#### [TU OBJETIVO]
Di cuántas líneas de los registros contienen la palabra "texture" y responde únicamente con el número.

#### [CONTENIDO DEL CONJUNTO]
######
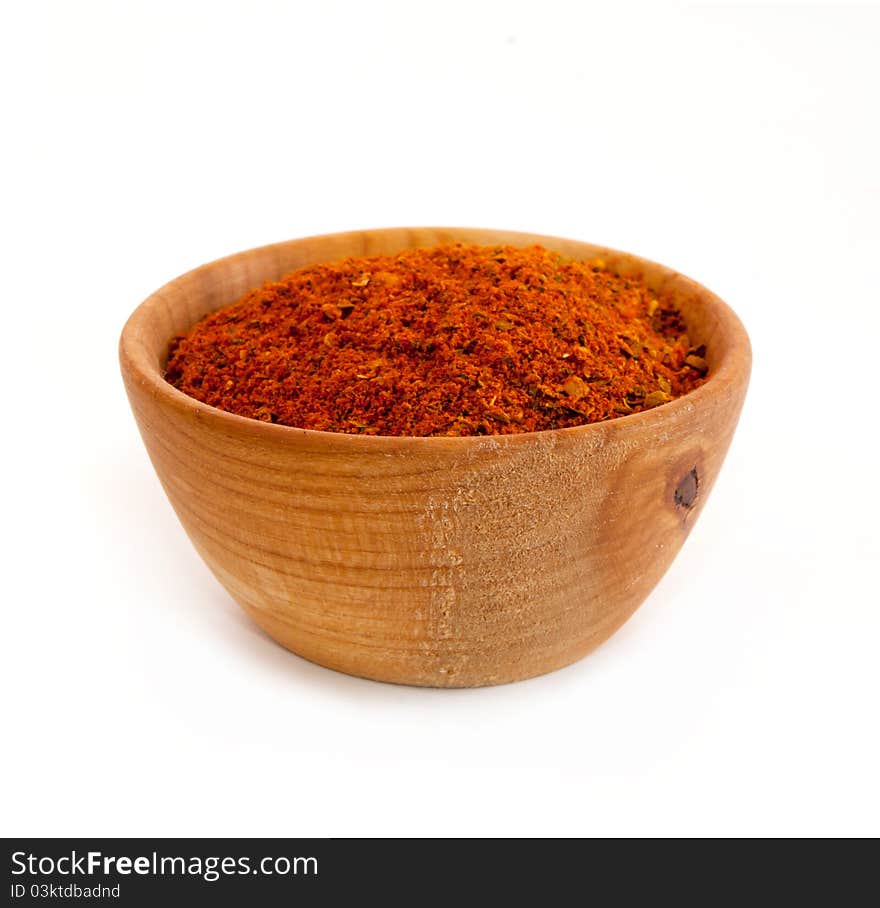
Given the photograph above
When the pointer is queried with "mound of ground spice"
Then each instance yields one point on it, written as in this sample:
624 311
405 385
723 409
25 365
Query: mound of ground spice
448 340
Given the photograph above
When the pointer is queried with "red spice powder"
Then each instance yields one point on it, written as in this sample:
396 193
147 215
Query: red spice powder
448 340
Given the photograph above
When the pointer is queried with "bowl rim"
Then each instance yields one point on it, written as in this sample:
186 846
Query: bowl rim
733 369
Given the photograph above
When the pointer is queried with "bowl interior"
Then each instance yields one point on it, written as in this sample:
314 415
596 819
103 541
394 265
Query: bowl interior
177 306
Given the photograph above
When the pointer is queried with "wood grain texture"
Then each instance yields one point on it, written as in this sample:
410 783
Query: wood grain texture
447 562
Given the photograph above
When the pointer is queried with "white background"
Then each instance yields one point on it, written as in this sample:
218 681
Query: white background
739 145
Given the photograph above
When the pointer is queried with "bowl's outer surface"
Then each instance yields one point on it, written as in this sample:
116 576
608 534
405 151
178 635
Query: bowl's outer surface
432 561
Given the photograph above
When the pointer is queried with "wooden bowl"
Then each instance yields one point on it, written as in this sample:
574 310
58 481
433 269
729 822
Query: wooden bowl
445 562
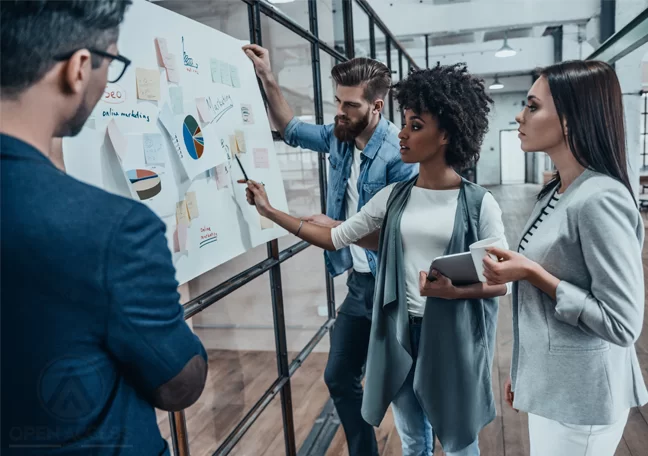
######
#### [SOLUCIÓN]
2